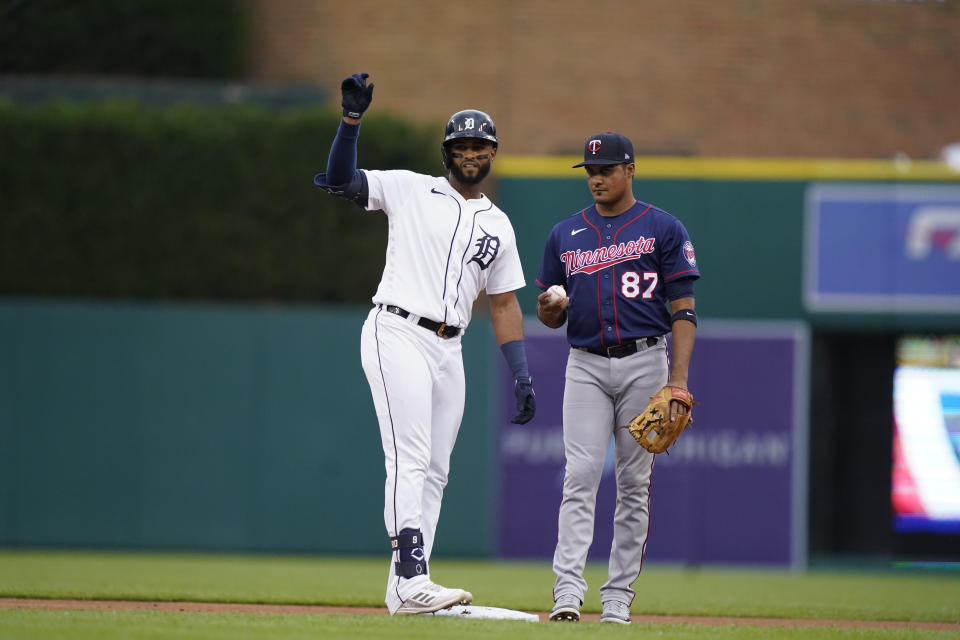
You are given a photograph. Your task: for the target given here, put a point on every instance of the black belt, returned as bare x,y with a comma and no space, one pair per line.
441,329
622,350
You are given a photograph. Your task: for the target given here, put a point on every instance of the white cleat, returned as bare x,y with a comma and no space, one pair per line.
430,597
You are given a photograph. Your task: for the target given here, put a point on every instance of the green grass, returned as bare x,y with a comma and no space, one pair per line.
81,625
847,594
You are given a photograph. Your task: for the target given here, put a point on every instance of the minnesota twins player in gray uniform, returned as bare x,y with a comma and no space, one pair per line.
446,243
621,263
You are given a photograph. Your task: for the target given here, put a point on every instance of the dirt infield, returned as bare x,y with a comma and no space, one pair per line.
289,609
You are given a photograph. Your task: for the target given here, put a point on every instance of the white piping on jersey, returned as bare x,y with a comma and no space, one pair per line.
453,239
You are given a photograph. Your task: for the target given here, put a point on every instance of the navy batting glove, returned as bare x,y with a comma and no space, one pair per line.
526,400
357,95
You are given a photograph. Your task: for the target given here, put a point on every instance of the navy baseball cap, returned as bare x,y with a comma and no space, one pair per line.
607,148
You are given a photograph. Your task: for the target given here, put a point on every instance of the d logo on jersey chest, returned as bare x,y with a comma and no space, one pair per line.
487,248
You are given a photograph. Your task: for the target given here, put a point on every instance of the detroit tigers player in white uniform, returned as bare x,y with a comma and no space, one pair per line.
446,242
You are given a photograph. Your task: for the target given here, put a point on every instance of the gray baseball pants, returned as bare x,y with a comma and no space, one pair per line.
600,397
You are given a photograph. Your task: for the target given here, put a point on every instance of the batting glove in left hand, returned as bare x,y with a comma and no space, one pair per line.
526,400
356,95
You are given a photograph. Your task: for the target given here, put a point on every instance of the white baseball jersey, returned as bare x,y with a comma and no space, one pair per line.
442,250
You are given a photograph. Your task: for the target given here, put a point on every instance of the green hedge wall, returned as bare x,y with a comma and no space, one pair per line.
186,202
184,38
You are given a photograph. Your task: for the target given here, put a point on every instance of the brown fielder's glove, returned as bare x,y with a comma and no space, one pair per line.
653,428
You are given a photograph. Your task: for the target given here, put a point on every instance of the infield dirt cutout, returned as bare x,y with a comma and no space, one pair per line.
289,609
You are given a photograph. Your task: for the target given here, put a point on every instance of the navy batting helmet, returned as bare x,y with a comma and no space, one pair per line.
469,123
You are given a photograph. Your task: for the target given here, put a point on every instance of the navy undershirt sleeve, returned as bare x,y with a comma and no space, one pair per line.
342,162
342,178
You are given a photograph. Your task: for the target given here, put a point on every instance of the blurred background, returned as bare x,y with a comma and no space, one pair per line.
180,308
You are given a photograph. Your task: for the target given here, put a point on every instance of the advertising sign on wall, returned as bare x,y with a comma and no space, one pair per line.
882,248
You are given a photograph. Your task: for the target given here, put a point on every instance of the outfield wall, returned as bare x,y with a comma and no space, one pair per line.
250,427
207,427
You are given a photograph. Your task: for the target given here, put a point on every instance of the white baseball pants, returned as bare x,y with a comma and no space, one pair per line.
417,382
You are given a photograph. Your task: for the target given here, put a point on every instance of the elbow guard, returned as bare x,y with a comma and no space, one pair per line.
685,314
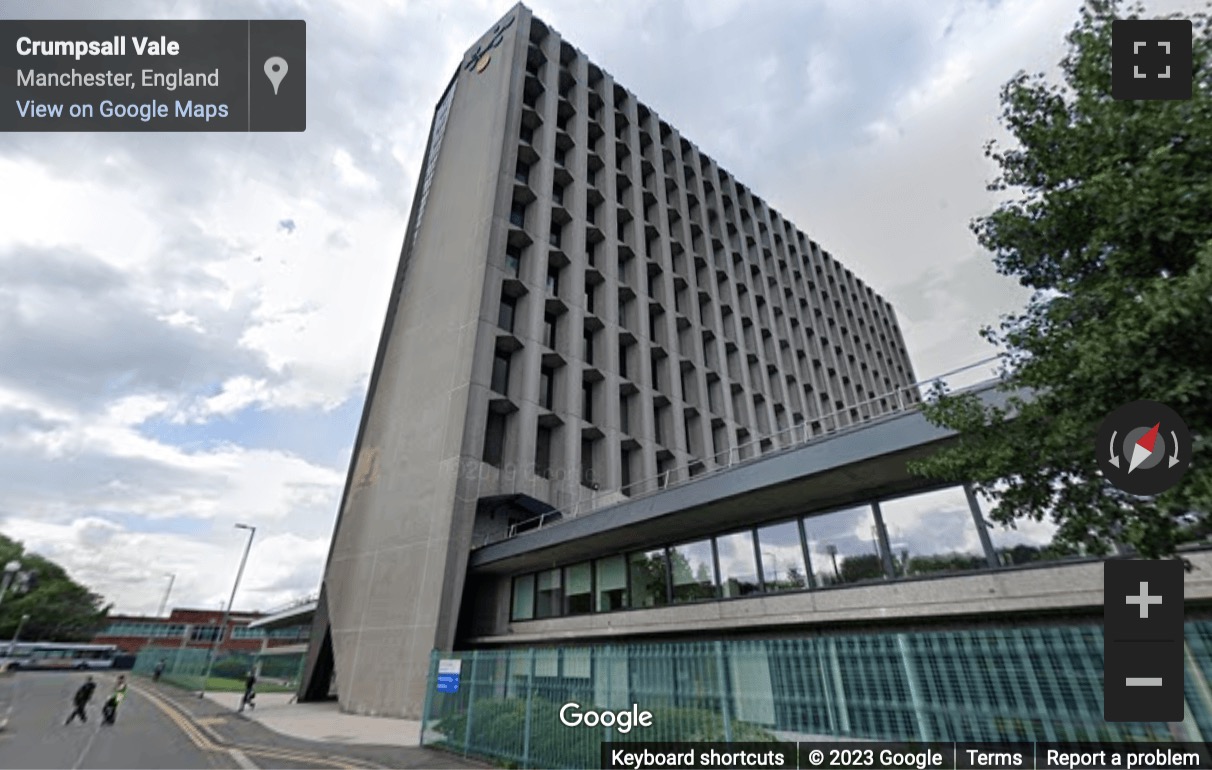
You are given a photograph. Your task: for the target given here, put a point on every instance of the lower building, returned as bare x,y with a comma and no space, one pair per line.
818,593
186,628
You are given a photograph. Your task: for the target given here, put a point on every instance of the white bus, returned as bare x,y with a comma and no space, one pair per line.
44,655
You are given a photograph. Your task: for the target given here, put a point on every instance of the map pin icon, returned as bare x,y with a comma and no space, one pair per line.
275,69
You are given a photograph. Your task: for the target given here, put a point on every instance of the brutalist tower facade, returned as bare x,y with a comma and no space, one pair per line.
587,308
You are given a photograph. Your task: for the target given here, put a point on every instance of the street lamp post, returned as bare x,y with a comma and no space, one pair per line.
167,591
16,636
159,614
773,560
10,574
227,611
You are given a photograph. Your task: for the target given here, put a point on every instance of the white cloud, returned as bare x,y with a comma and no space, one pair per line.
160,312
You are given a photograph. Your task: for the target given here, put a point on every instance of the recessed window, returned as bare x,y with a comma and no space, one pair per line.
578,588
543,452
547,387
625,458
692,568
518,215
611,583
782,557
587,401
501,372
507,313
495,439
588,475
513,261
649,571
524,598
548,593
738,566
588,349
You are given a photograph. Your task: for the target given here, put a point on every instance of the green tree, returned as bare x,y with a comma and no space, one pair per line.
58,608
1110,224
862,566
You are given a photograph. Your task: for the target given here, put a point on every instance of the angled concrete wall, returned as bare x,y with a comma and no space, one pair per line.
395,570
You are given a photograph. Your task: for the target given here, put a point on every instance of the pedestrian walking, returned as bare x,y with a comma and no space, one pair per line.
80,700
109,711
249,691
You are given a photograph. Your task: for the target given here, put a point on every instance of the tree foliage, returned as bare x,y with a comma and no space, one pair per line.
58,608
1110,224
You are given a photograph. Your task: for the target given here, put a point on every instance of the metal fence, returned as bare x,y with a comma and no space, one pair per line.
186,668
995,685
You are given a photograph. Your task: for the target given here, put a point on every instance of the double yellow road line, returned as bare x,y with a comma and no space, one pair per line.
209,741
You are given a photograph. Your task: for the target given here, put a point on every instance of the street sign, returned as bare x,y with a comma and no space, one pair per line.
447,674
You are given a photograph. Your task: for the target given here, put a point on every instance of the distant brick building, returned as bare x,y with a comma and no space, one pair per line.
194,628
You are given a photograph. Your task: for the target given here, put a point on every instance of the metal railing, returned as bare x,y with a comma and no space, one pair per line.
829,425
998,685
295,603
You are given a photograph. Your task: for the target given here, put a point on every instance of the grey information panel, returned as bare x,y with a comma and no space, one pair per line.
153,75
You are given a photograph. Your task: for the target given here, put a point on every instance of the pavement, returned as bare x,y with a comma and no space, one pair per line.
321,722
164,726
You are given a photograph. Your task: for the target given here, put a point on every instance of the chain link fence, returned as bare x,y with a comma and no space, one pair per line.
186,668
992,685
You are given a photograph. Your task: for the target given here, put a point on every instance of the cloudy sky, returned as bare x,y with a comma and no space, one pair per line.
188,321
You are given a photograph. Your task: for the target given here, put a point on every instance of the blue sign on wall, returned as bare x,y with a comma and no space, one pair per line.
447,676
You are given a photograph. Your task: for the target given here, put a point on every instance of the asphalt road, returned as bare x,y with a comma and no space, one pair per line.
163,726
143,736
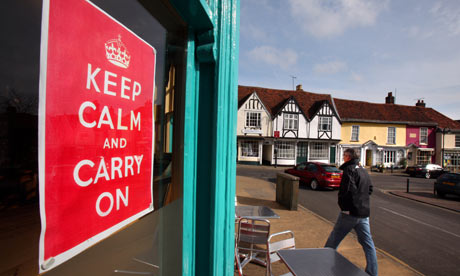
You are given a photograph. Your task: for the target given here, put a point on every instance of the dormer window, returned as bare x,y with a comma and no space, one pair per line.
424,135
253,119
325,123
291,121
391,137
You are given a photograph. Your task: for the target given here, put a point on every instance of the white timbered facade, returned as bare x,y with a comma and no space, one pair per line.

## Direction
Print all entries exactly. The images do not belong in the copy.

## The solution
You are given a photograph. Your task: for the target given here, put a point on every instance of the black belt, returned as bare x,y with a comma and no space, one pair per line.
441,329
622,350
You are given a photograph. Your task: for the target given here, put a point on every instance of the white cleat, returned as bare x,y with a comma and no space, one pair per line.
430,597
You are given a photograph. Your task: for the target given here, put a point on every instance of the green grass, returned as bare x,y with a comma and no space, one pair per line.
81,625
847,594
You are given a photograph. Your task: for the target given here, put a point on every instance of the minnesota twins player in gray uniform, returned as bare x,y with a comma and no space, one pair per line.
446,243
621,263
You are given a photograph. Your task: for the target given here, put a point on every instance of the dirt infield, returned as bare x,y with a comma and no space, one pair per line.
289,609
You are given a photograph. Your task: for the target given here, put a point on every instance of the white piping on jersey, returned as bare x,y with a comma and no space, one pair per line.
453,239
You are given a photograph. Your task: for the target given here, put a point on every instance of the navy batting glove, returned as bare x,y with a comma and no space, one pair per line.
526,400
357,95
You are given a photograph. Your task: for the target given here, put a point on every instance of the navy baseball cap, returned as bare x,y with a comma and no space, one pair per line.
607,148
You are given a photograph. Your task: for the target given here, put a point on every instance of the d logo on jersey chest, returned as bare x,y with a comma and no space, one pair per line.
487,248
You are given a photograph. Your task: for the target given here, put a point on every instance of the detroit tigers player in white uniform, returned as bare x,y with a comma and no space, one pair per line.
446,242
You are given a photograph. Your task: for the target given here, put a point on every instance of the gray baseball pants, returned as bare x,y with a comma and no space, one pair per line.
600,397
You are given a photograph. Your task: for the target given here, put a point on every instance of the batting glove in left hand, returned as bare x,y with a comma and no space, one pair per line.
526,400
356,95
You are given a photograph. Your task: for the target given here, put a point on every instance of the white baseball jersey, returned as bare x,y with a comma and no space, one pair per line.
442,250
You are given a photograph. Your task: for the target given here, put a point on every instance of the green hedge wall, returned as bare x,y with a comma and no space, one pair per line.
186,202
184,38
You are given a photograph. Your task: for the target given here, put a point on every instance of the brown fielder's glove, returned as bare x,y with a comma and no space, one pair per line.
653,428
You are given a photograph. Your task: for the target given here, put a point on every instance of the infield dirt cutout, returned as bare x,y with a comma and no space, one pair per line.
289,609
You are given a photograph. Your task: for the target given here, put a point on every instance of the navy batting helmet, returned as bare x,y with a comma and no space, one pair per line.
469,123
You are given a photograph. Your task: for the target given here, put a point on every instance of the navy undershirt sleeve, returned as bare x,y with a comma and no space, one pair per line.
342,162
342,178
You are given a photograph. Your task: for the target given here, put a point on every instance of the blurred background, returned as bare x,y with a comma and no space, one pair per line.
180,308
You are given a photograph. Your task: for the target given here, put a point on every instance of the advertising sign on wall, returned as bare x,y with a comma and no space, one pair per line.
882,248
You are given a photograph. Your task: for the target given here, put a point on every instance of the outfield wall, returned as bare x,y with a comma and no space, one pair per line.
250,427
207,427
You are given a photograph. Your task: for the target given here, put a point on every instance of the white baseball pants, returned as bare x,y with a comma and no space, one pair per line.
417,382
You are given a photograph. Your task: for the target given here, put a point on every instance of the elbow guard, returned as bare x,y with a comma and no space, one pair per line.
685,314
You are given a photograph. Your task: for the target given here, put a point on every instance of the lower building, returned as bare x,y with a comma and no space, one pair per line.
818,593
186,628
You are given a photograph. Your task: for the target given here, put a point on every instance of the white bus, returned as bare x,y with a comma and no space, one pair per line.
44,655
You are given a photograph. Your task: for the target given here, put a point on every instance of the map pin icon, returned as bare x,y with a comma and no space, one pair per line.
275,69
You are given a photograph. Your task: for the target given here, put a point on every instance of the brutalist tower facade, returned as bare x,y with a comma and no space, one pair per line.
587,308
You are given a photograph. Your task: for the target given here, put a point on every instance of the street lamp post, returned as bare x,y with a comma and no space, one pair per line.
167,591
16,636
159,614
773,560
10,574
227,611
You are given a photograph. Your task: for the target given here, put a point on every instance of the white cloud, returned as bare x,y with a comma and no space, one pair per line.
160,312
You are given a photograph. Your task: for the target given here, put a point on every instance of the recessed window, returned as bare x,y with a comma and no space, one pair per line.
578,588
543,452
547,387
625,458
692,568
518,215
611,583
782,557
587,401
501,372
507,313
495,439
588,475
513,261
649,571
524,598
548,593
738,566
588,349
You are given a photograph. Your task: for the target given here, put a point on every instance of the green tree, returned as bare x,y with a comma and no space, one pair per line.
58,608
1110,224
862,566
You are given a photograph. Your task: for the target given here, put a point on every instance of the angled concrete wall, returned as bare x,y with a comma and no space, one pair per line.
395,570
You are given a photograph. Your task: for the target given here, put a point on every instance of the pedestrian walking, returned as bare x,y with a comma and no space, one pair per line.
80,700
109,711
249,691
You are given a photograph. Your task: for the target given here, put a point on every instance of the tree foliage, returned as bare x,y with a comma and no space, one pair per line.
58,608
1110,224
You are given a photograph. Your task: for the target given here, put a point on every instance of the metal fence, returned as bare x,y with a comma and no space, one pair per line.
186,668
995,685
You are given a photograph. Your task: for the target given here, put a point on every instance of the double yellow road line, returned as bare x,y with a comma and no space, one pair per line.
209,741
You are given a photograph. Your task: for the target given here, put a point on every instance of the street sign, returned as bare x,y with a comma and no space, one pair per line.
447,674
You are given a photograph. Your task: for the target given here, put a point on every instance of the distant brick building, returned as bare x,y with a comma and no space, one pair per line.
194,628
You are given a photograph. Your task: for the target given here, put a point on every instance of the metal railing, returned as bare x,y with a comma and no space, one pair per line.
829,425
998,685
295,603
You are given a photograph. Your task: for the target given here, put a point on every instance of the grey information panel, returned as bare x,y with a comma and no space, one pair per line.
153,75
You are given a photograph. Your task: for the target given here, put a point on every instance of the pavement, returned as bare x,y with a comma and no space, one pair per line.
321,722
164,726
You are given a photograph. Your task: for the target given here, put a point on every instance of the chain link fence, returned as bare x,y with a comma and no space, one pair per line.
186,668
992,685
You are given a photograph. Your task: for the target given here, put a point on every instance of the cloudy sky, returned as bare x,y with a comma and no space, one pair per line.
188,321
You are given a photograph. Your task: for the target given here, put a point on every instance of the blue sign on wall, returned as bare x,y with a comma and no space, one pair per line.
447,676
You are given a photograph. Your task: for the target given here, put a point on every instance of the asphalt road, returned as bare x,y with a comma and no space, one pair per line.
163,726
143,736
You are given a photograph. Your task: for the target given here, put a point on every instance of the dormer window, returned as bare x,y with a comma and no space, one pair per line.
424,135
253,119
325,123
291,121
391,137
You are given a photograph. Your task: for the target given here, put a point on every instance of the white timbered facade, returned as bare x,y with a comma and no space, one pair per line.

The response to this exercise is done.